Mais n’allez pas croire – on peut être insupportable et magnifique à la fois.


 

L’art est une grande question. Mais comme pour tous les mystères, une fois qu’on les prononce, qu’on parvient à les nommer, à les danser, à les filmer ou à les chanter, on détient déjà un peu de leur sens profond.

Extrait de l’entretien


 

Votre style, déjà très affirmé, est marqué par une effervescence, un éclatement de la forme. Ainsi, toutes les formes d’art – au premier chef la musique et les arts visuels – convergent et se mêlent dans ce roman. Votre propre pratique artistique, multiforme, imprègne-t-elle toujours votre écriture de la sorte?

Je crois que je ne parviendrai jamais à séparer les formes d’arts que je pratique les unes des autres. Par exemple, quand j’écris, je joue de la musique. J’écris à la main. Avec une plume soigneusement choisie pour sa couleur, son poids, sa forme. C’est mon archet.

Tout ce que je fais artistiquement fait partie d’un grand tout indissociable. C’est un même chemin, une seule et unique quête. L’art, je crois, n’apporte jamais vraiment de réponses. L’art est une grande question. Mais comme pour tous les mystères, une fois qu’on les prononce, qu’on parvient à les nommer, à les danser, à les filmer ou à les chanter, on détient déjà un peu de leur sens profond.

De plus, je crois que toute forme d’art, qu’il soit visuel, vidéographique, musical, ou joué, est écriture. On écrit avec son corps. On écrit avec ses oreilles. On écrit avec sa bouche. D’ailleurs, parlant de lèvres, quand moi j’écris, je prononce à haute voix tout ce que je mets en forme sur le papier. C’est un processus automatique. Je n’y peux rien. C’est très incommodant. Je suis un écrivain bruyant.
────────
CONSIGNE: Reprenez l'entretien sur l'art et l'écriture juste après sa dernière phrase et poursuivez-le dans la même voix.
────────
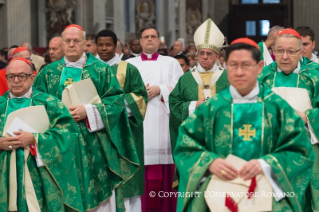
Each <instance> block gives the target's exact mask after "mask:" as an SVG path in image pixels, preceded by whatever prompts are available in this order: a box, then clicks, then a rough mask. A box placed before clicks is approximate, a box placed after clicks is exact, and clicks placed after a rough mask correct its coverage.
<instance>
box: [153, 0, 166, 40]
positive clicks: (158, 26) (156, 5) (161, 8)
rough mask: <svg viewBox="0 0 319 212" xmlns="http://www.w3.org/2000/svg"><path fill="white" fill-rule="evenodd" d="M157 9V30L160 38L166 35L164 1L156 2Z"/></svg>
mask: <svg viewBox="0 0 319 212" xmlns="http://www.w3.org/2000/svg"><path fill="white" fill-rule="evenodd" d="M155 9H156V14H155V16H156V29H157V31H158V32H159V33H160V36H163V35H164V16H165V15H164V14H166V13H164V0H155Z"/></svg>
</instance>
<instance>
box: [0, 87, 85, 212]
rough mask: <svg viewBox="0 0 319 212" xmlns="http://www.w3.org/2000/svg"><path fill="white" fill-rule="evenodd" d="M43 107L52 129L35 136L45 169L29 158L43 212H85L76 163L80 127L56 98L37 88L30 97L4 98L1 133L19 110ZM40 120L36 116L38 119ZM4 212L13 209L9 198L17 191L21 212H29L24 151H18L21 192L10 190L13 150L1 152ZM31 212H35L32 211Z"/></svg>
mask: <svg viewBox="0 0 319 212" xmlns="http://www.w3.org/2000/svg"><path fill="white" fill-rule="evenodd" d="M37 105H43V106H44V107H45V109H46V111H47V114H48V117H49V120H50V129H49V130H47V131H46V132H45V133H34V138H35V144H36V151H38V152H39V154H40V155H41V157H42V160H43V163H44V166H42V167H38V166H37V164H36V159H35V157H34V156H32V155H31V154H29V156H28V157H27V163H26V164H27V167H28V170H29V173H30V177H31V179H32V184H33V188H34V192H35V195H36V199H37V201H38V204H39V207H40V210H41V211H70V212H71V211H83V205H82V199H81V193H80V186H79V181H78V177H77V170H76V166H75V163H74V160H75V158H76V156H75V154H74V153H75V152H76V151H77V148H78V145H77V143H78V134H77V129H76V125H75V123H74V121H73V118H72V117H71V115H70V113H69V111H68V110H67V108H66V107H65V106H64V105H63V103H62V102H60V101H59V100H58V99H56V98H55V97H53V96H51V95H48V94H45V93H42V92H39V91H38V90H36V89H33V93H32V95H31V97H30V98H13V99H10V98H9V92H7V93H5V94H4V95H3V97H0V134H1V135H2V133H3V129H4V127H5V122H6V118H7V116H8V115H9V114H10V113H12V112H14V111H16V110H19V109H22V108H26V107H29V106H37ZM34 121H36V117H35V119H34ZM0 151H1V152H0V188H1V189H0V211H8V210H9V208H8V207H9V205H8V204H9V203H8V201H9V195H10V193H11V192H17V210H18V211H19V212H20V211H21V212H27V211H29V209H28V205H27V201H26V190H25V185H24V178H25V175H24V173H25V172H24V149H22V148H18V149H17V150H16V167H17V168H16V172H17V174H16V177H17V190H16V191H12V190H10V189H9V185H10V181H11V180H12V179H10V178H9V176H10V175H9V173H10V167H11V166H10V157H11V152H12V151H5V150H0ZM30 212H31V211H30Z"/></svg>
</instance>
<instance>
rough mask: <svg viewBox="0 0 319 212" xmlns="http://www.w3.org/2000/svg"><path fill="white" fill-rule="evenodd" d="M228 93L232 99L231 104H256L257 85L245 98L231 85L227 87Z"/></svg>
mask: <svg viewBox="0 0 319 212" xmlns="http://www.w3.org/2000/svg"><path fill="white" fill-rule="evenodd" d="M229 91H230V94H231V96H232V99H233V103H239V104H242V103H257V99H258V94H259V84H258V82H257V83H256V87H255V88H254V89H253V90H252V91H250V93H249V94H247V95H246V96H242V95H240V94H239V93H238V91H237V90H236V88H235V87H234V86H232V85H230V86H229Z"/></svg>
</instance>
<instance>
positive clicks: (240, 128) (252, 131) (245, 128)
mask: <svg viewBox="0 0 319 212" xmlns="http://www.w3.org/2000/svg"><path fill="white" fill-rule="evenodd" d="M250 128H251V124H244V129H241V128H239V136H244V139H243V140H244V141H251V138H250V137H253V138H255V137H256V129H253V130H251V129H250Z"/></svg>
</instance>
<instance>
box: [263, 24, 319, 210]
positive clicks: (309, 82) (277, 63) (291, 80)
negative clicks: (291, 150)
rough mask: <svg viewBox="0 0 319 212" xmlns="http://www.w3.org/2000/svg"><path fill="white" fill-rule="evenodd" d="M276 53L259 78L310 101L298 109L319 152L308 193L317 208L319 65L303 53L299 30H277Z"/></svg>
mask: <svg viewBox="0 0 319 212" xmlns="http://www.w3.org/2000/svg"><path fill="white" fill-rule="evenodd" d="M275 57H276V61H275V62H273V63H272V64H270V65H269V66H266V67H264V69H263V71H262V73H261V74H260V75H259V82H261V83H263V84H264V85H266V86H267V87H269V88H275V89H282V88H278V87H285V88H284V89H287V88H288V89H287V92H289V89H290V90H291V88H295V90H294V91H293V92H294V93H293V94H292V95H294V99H295V101H296V102H300V103H302V104H306V103H307V104H308V105H309V107H308V109H307V110H305V111H300V110H296V111H297V112H298V114H299V115H300V116H301V118H302V119H303V121H304V124H305V127H306V128H307V130H308V131H309V136H310V138H311V143H312V147H313V150H314V151H315V153H316V156H317V160H316V162H315V165H314V169H313V174H312V178H311V181H310V186H309V193H308V194H311V195H312V209H313V210H314V211H317V210H319V202H318V198H319V183H318V175H319V160H318V158H319V146H318V138H319V65H318V63H315V62H312V61H311V60H309V59H308V58H306V57H303V56H302V40H301V37H300V35H299V33H298V32H296V31H295V30H293V29H286V30H283V31H282V32H280V33H279V34H278V36H277V38H276V41H275ZM302 89H303V90H306V91H307V92H306V93H307V94H308V95H309V101H308V100H306V101H305V99H304V95H300V94H299V93H298V92H299V91H302ZM307 94H306V95H307ZM308 102H309V103H308ZM292 106H293V105H292ZM283 112H284V111H283ZM305 142H307V141H305ZM308 197H309V196H308ZM309 204H310V203H309ZM309 206H311V205H309ZM310 208H311V207H310Z"/></svg>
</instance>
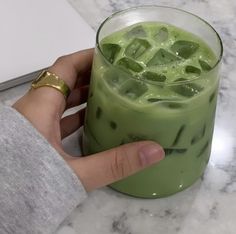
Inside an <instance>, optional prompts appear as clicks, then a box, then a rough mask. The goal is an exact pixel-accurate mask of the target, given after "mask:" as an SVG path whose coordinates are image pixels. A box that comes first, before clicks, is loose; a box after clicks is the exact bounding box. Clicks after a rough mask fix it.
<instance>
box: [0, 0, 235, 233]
mask: <svg viewBox="0 0 236 234" xmlns="http://www.w3.org/2000/svg"><path fill="white" fill-rule="evenodd" d="M69 1H70V3H71V4H72V5H73V6H74V7H75V9H76V10H77V11H78V12H79V13H80V14H81V15H82V16H83V17H84V18H85V19H86V20H87V22H88V23H89V24H90V25H91V26H92V27H93V28H94V29H95V30H96V29H97V28H98V26H99V25H100V23H101V22H102V21H103V20H104V19H105V18H106V17H107V16H109V15H110V14H111V13H113V12H115V11H117V10H121V9H125V8H128V7H131V6H138V5H142V4H146V5H147V4H158V5H166V6H172V7H178V8H181V9H184V10H187V11H190V12H192V13H194V14H196V15H199V16H200V17H202V18H203V19H205V20H206V21H208V22H209V23H210V24H212V25H213V26H214V28H215V29H216V30H217V31H218V32H219V34H220V36H221V38H222V40H223V44H224V57H223V64H222V69H221V85H220V91H219V96H218V106H217V114H216V125H215V131H214V138H213V144H212V154H211V159H210V161H209V164H208V167H207V169H206V172H205V174H204V176H202V178H201V179H199V180H198V181H197V182H196V183H195V184H194V185H193V186H192V187H190V188H188V189H186V190H185V191H183V192H181V193H178V194H176V195H174V196H170V197H167V198H162V199H155V200H145V199H137V198H132V197H128V196H125V195H122V194H120V193H117V192H115V191H113V190H111V189H109V188H103V189H99V190H97V191H95V192H93V193H90V194H89V198H88V199H87V200H86V201H85V202H84V203H83V204H82V205H80V206H78V207H77V208H76V209H75V211H74V212H73V213H72V214H71V215H70V217H68V218H67V219H66V220H65V221H64V223H63V224H62V226H61V227H60V229H59V230H58V232H57V234H99V233H102V234H111V233H114V234H164V233H165V234H175V233H176V234H189V233H191V234H198V233H202V234H235V233H236V222H235V219H236V205H235V204H236V124H235V118H236V102H235V100H236V80H235V78H236V66H235V65H236V30H235V29H236V20H235V18H236V2H235V1H234V0H226V1H217V0H188V1H187V0H175V1H171V0H166V1H164V0H160V1H154V0H153V1H150V0H125V1H121V0H120V1H119V0H69ZM28 87H29V84H25V85H22V86H19V87H16V88H13V89H10V90H7V91H5V92H2V93H1V94H0V102H3V103H6V104H11V103H13V102H14V101H15V100H16V99H17V98H18V97H19V96H20V95H22V94H23V93H24V92H25V91H26V90H27V89H28ZM68 142H71V145H72V148H73V149H72V151H73V150H74V152H76V148H77V145H76V142H73V136H72V137H71V138H70V139H67V142H65V144H67V143H68Z"/></svg>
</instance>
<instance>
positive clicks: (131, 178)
mask: <svg viewBox="0 0 236 234" xmlns="http://www.w3.org/2000/svg"><path fill="white" fill-rule="evenodd" d="M100 44H101V49H102V51H103V54H104V55H105V57H106V59H104V57H103V55H101V53H100V52H99V51H96V53H95V58H94V64H93V69H92V80H91V87H90V96H89V99H88V108H87V114H86V123H85V132H84V138H83V150H84V153H85V154H92V153H96V152H100V151H104V150H107V149H110V148H112V147H115V146H119V145H121V144H124V143H128V142H133V141H138V140H154V141H156V142H158V143H159V144H161V145H162V146H163V147H164V149H165V152H166V158H165V159H164V160H163V161H161V162H160V163H159V164H156V165H153V166H151V167H150V168H147V169H145V170H143V171H141V172H139V173H137V174H135V175H132V176H130V177H128V178H126V179H123V180H121V181H118V182H116V183H114V184H112V185H111V187H112V188H114V189H116V190H118V191H120V192H123V193H126V194H129V195H132V196H136V197H144V198H154V197H163V196H168V195H170V194H174V193H176V192H178V191H181V190H183V189H184V188H186V187H188V186H190V185H191V184H193V182H195V181H196V180H197V179H198V178H199V177H200V176H201V175H202V174H203V172H204V169H205V167H206V165H207V163H208V160H209V155H210V151H211V140H212V133H213V127H214V116H215V108H216V98H217V89H218V80H219V79H218V75H217V72H218V71H217V69H215V68H214V69H211V68H212V67H213V65H214V64H215V63H216V56H215V55H214V53H213V52H212V50H211V49H210V48H209V47H208V46H207V45H206V44H205V43H204V42H203V41H202V40H201V39H200V38H199V37H197V36H196V35H193V34H191V33H189V32H186V31H184V30H182V29H180V28H176V27H174V26H171V25H168V24H164V23H154V22H147V23H142V24H136V25H133V26H130V27H127V28H125V29H123V30H121V31H118V32H115V33H113V34H112V35H109V36H107V37H105V38H104V39H103V40H102V41H101V43H100ZM108 61H109V62H108Z"/></svg>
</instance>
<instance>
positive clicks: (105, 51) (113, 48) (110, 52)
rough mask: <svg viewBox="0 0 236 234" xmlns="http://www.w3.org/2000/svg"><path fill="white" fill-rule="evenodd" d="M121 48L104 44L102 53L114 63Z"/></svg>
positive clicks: (109, 59) (104, 55) (110, 44)
mask: <svg viewBox="0 0 236 234" xmlns="http://www.w3.org/2000/svg"><path fill="white" fill-rule="evenodd" d="M120 50H121V47H120V46H119V45H117V44H112V43H108V44H102V52H103V54H104V56H105V58H106V59H107V60H108V61H109V62H110V63H113V62H114V60H115V58H116V56H117V55H118V53H119V52H120Z"/></svg>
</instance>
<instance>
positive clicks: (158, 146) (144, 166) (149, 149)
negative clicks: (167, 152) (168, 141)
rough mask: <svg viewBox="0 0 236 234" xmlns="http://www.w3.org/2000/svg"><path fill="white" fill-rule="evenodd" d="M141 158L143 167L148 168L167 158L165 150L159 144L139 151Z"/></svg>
mask: <svg viewBox="0 0 236 234" xmlns="http://www.w3.org/2000/svg"><path fill="white" fill-rule="evenodd" d="M139 157H140V160H141V163H142V166H144V167H145V166H148V165H151V164H153V163H156V162H159V161H161V160H162V159H163V158H164V157H165V152H164V150H163V149H162V148H161V147H160V145H158V144H155V143H153V144H148V145H144V146H143V147H141V148H140V149H139Z"/></svg>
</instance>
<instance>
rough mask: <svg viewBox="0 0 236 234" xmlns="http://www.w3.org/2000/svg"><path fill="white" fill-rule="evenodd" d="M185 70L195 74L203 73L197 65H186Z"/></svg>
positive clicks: (189, 72)
mask: <svg viewBox="0 0 236 234" xmlns="http://www.w3.org/2000/svg"><path fill="white" fill-rule="evenodd" d="M185 72H186V73H193V74H197V75H200V74H201V70H200V69H199V68H197V67H194V66H186V67H185Z"/></svg>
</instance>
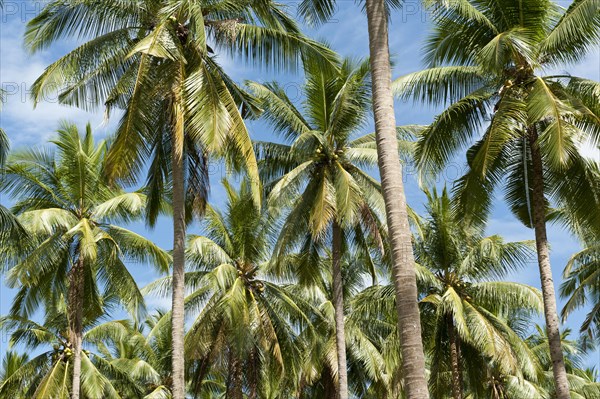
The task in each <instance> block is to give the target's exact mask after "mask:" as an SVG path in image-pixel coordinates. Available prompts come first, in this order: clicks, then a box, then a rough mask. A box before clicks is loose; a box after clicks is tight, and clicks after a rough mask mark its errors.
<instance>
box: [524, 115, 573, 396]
mask: <svg viewBox="0 0 600 399" xmlns="http://www.w3.org/2000/svg"><path fill="white" fill-rule="evenodd" d="M529 144H530V148H531V161H532V166H533V173H532V176H531V182H532V188H533V192H532V198H531V203H532V207H533V212H532V213H533V224H534V228H535V245H536V249H537V255H538V265H539V268H540V278H541V283H542V296H543V298H544V316H545V318H546V332H547V334H548V344H549V346H550V359H551V360H552V373H553V374H554V384H555V387H556V398H557V399H569V398H570V397H571V394H570V392H569V382H568V380H567V371H566V369H565V361H564V358H563V352H562V346H561V343H560V330H559V321H558V312H557V309H556V294H555V291H554V281H553V280H552V268H551V266H550V254H549V251H548V237H547V233H546V203H545V199H544V169H543V161H542V155H541V153H540V150H539V147H538V134H537V129H536V128H535V127H533V128H531V129H530V131H529Z"/></svg>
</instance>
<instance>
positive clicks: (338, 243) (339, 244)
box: [331, 221, 348, 399]
mask: <svg viewBox="0 0 600 399" xmlns="http://www.w3.org/2000/svg"><path fill="white" fill-rule="evenodd" d="M332 241H333V245H332V252H331V258H332V262H331V263H332V268H331V272H332V277H333V278H332V285H333V308H334V310H335V346H336V350H337V358H338V383H337V394H338V399H348V370H347V366H346V329H345V326H344V281H343V280H342V228H341V227H340V225H339V224H338V223H337V222H336V221H334V222H333V240H332Z"/></svg>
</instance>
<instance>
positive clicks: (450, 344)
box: [448, 318, 463, 399]
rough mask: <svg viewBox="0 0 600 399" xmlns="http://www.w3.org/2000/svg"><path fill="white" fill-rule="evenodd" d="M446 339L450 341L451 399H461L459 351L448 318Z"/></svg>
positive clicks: (452, 330) (452, 323)
mask: <svg viewBox="0 0 600 399" xmlns="http://www.w3.org/2000/svg"><path fill="white" fill-rule="evenodd" d="M448 338H449V340H450V367H451V368H452V398H453V399H462V398H463V391H462V375H461V371H460V354H459V353H460V349H459V345H458V340H457V339H456V331H455V330H454V325H453V323H452V320H451V319H450V318H448Z"/></svg>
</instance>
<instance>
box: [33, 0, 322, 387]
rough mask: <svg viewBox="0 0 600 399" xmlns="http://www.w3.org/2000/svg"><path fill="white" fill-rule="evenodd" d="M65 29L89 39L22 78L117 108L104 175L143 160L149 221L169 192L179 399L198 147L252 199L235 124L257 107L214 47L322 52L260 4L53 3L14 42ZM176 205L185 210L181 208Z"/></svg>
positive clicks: (34, 97)
mask: <svg viewBox="0 0 600 399" xmlns="http://www.w3.org/2000/svg"><path fill="white" fill-rule="evenodd" d="M82 21H85V23H81V22H82ZM73 36H75V37H81V36H84V37H86V38H90V40H89V41H88V42H86V43H85V44H83V45H82V46H80V47H79V48H77V49H75V50H73V51H71V52H70V53H68V54H67V55H66V56H64V57H63V58H61V59H59V60H58V61H56V62H55V63H53V64H52V65H50V66H49V67H48V68H47V69H46V71H45V72H44V74H43V75H42V76H41V77H40V78H39V79H38V80H37V81H36V83H35V84H34V87H33V95H34V99H35V100H36V101H37V100H39V99H41V98H42V97H43V96H44V94H45V93H47V92H49V91H51V92H53V91H56V90H57V87H59V86H60V87H61V90H59V93H60V100H61V102H63V103H67V104H71V105H76V106H79V107H82V108H89V107H91V106H93V105H97V104H100V103H104V104H105V106H106V111H107V112H110V111H111V110H112V109H114V108H121V109H124V111H125V112H124V115H123V117H122V119H121V123H120V126H119V128H118V130H117V134H116V138H115V143H114V145H113V146H112V150H111V154H110V155H109V160H108V164H109V167H108V168H107V171H108V173H109V175H110V176H111V177H112V178H122V179H125V180H127V181H130V182H131V181H135V180H136V178H137V177H138V176H139V175H140V174H141V171H142V170H145V168H144V167H145V166H146V165H149V166H150V167H149V171H148V181H147V186H148V188H149V192H150V193H151V195H150V198H149V205H150V206H149V207H148V211H147V213H148V217H149V220H150V223H151V224H153V223H154V221H155V220H156V217H157V214H158V213H159V210H160V208H159V207H158V204H159V202H160V201H159V200H158V198H159V197H160V196H162V195H164V194H165V193H168V194H170V200H171V201H172V205H173V230H174V232H173V234H174V237H173V240H174V244H173V259H174V260H173V276H174V289H173V297H172V299H173V309H172V310H173V317H172V322H173V347H174V353H177V354H179V355H177V356H173V369H174V390H173V395H174V398H175V399H183V395H184V392H183V391H184V385H185V383H184V364H183V361H184V360H183V359H184V356H183V345H184V343H183V340H184V322H183V313H184V309H183V308H184V305H183V301H184V281H183V276H184V270H185V265H184V263H185V257H184V252H185V248H184V246H185V236H186V223H185V222H186V220H189V219H191V216H192V212H195V213H201V212H202V210H203V204H204V202H205V200H206V191H207V187H206V183H207V173H206V165H205V161H204V156H203V155H204V152H205V151H208V152H209V153H210V154H213V155H218V156H225V158H226V159H227V160H228V161H230V164H232V165H233V166H234V167H235V168H236V169H239V168H240V167H241V166H242V165H244V166H245V169H246V171H247V174H248V175H249V177H250V181H251V182H252V187H253V192H254V195H255V200H256V201H257V203H258V200H259V199H260V181H259V179H258V172H257V168H256V159H255V156H254V152H253V148H252V144H251V141H250V138H249V135H248V131H247V129H246V126H245V124H244V122H243V118H244V117H247V116H250V115H252V114H255V113H256V112H258V110H257V109H256V107H255V106H254V105H253V103H252V99H251V98H250V97H249V96H248V95H246V94H245V93H244V92H243V90H241V89H240V88H239V87H238V86H237V85H236V84H235V82H234V81H233V80H232V79H231V78H230V77H229V76H228V75H227V74H226V73H225V71H224V70H223V69H222V68H221V67H220V65H219V64H218V63H217V60H216V55H215V51H218V50H222V51H223V52H225V53H229V54H236V55H238V56H239V58H240V59H243V60H246V61H249V62H251V63H263V64H267V65H269V66H273V67H275V68H287V67H288V66H292V67H293V66H294V65H295V64H298V63H299V61H300V59H301V55H302V57H310V56H315V57H316V58H318V59H320V60H323V59H324V57H323V55H325V58H327V57H331V58H332V57H333V54H332V52H331V51H329V50H327V49H326V48H325V47H324V46H322V45H320V44H318V43H316V42H314V41H312V40H309V39H307V38H305V37H303V36H302V35H301V34H300V31H299V29H298V26H297V24H296V23H295V22H294V21H293V20H291V19H290V18H289V17H288V16H287V15H286V14H285V12H284V10H283V9H282V7H281V6H280V5H278V4H276V3H275V2H272V1H262V0H250V1H243V2H239V1H231V0H226V1H222V2H213V1H202V2H190V1H184V0H179V1H166V0H162V1H150V0H139V1H134V2H130V1H126V2H124V1H121V0H110V1H103V2H91V3H81V2H80V1H71V0H56V1H53V2H51V3H49V4H48V5H47V6H45V7H44V9H43V10H42V12H41V13H40V15H39V16H37V17H36V18H34V19H33V20H32V21H30V23H29V25H28V29H27V32H26V35H25V39H26V43H27V45H28V46H29V48H30V49H31V50H34V51H35V50H39V49H42V48H44V47H47V46H48V45H50V44H52V43H54V42H55V41H56V40H57V39H60V38H67V37H73ZM324 62H326V61H324ZM63 85H66V87H64V88H63V87H62V86H63ZM148 158H150V161H149V163H147V159H148ZM186 204H188V205H192V206H193V207H192V208H191V209H188V212H186V210H185V205H186Z"/></svg>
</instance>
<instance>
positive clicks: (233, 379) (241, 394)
mask: <svg viewBox="0 0 600 399" xmlns="http://www.w3.org/2000/svg"><path fill="white" fill-rule="evenodd" d="M228 379H229V381H228V384H227V392H226V393H225V395H226V398H227V399H244V392H243V381H242V379H243V376H242V365H241V363H240V361H239V359H238V358H237V356H236V355H235V354H234V353H233V351H232V350H231V349H230V352H229V376H228Z"/></svg>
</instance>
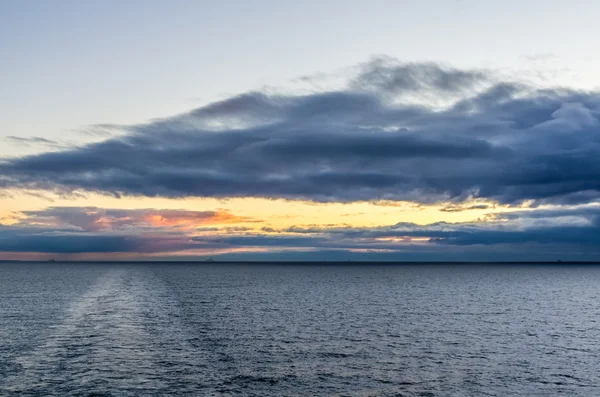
────────
ESPACE DE RÉPONSE:
 

Les lieux prennent une importance de premier plan dans La Pieuvre. Le Cinq, Carrer de la Devallada, bien sûr, mais aussi la plage de Sant Sebastià, la galerie Serrano, les rues et les places d’une ville d’Espagne, votre lieu de résidence. Comment ces lieux ont-ils façonné le roman?

L’architecture des maisons, des parcs ou des villes est une chose à laquelle je suis extrêmement sensible. L’espace dans lequel je suis me modèle et me transforme à chaque instant. Je suis pénétré par mon environnement. Mes pores sont comme mille portes ouvertes qui battent, se referment et s’ouvrent au gré des vents et des soupirs. Je suis un hyperméable.

Dans La Pieuvre, la plupart des lieux sont réels. Je leur rends hommage, je leur tends mon amour profond. Je les serre dans mes petits bras maigres. Ils m’embrasent. En retour, je les embrasse.

D’autre lieux sont imaginés. Pour servir le récit ou pour le plaisir d’entrer dans des espaces qui n’existent pas vraiment. Je m’y retrouve, ébahi, je m’y sens bien. J’ai envie d’y rester pour toujours. J’en profite. J’y exagère. Je m’y roule par terre comme pour bien m’imprégner de leur odeur. À titre d’exemple, la Galerie Serrano, au départ, n’est qu’un tout petit espace sur le coin d’une rue. J’ai fait de tout l’édifice où elle se trouve la galerie du roman, pour en faire une sorte de musée imaginaire où je suis devenu le commissaire d’exposition. J’y ai mis des œuvres qui me parlent, que j’aime. Des œuvres que j’ai pu posséder le temps d’une année passée de l’autre côté du miroir avec Odile, Hippolyte et Clément.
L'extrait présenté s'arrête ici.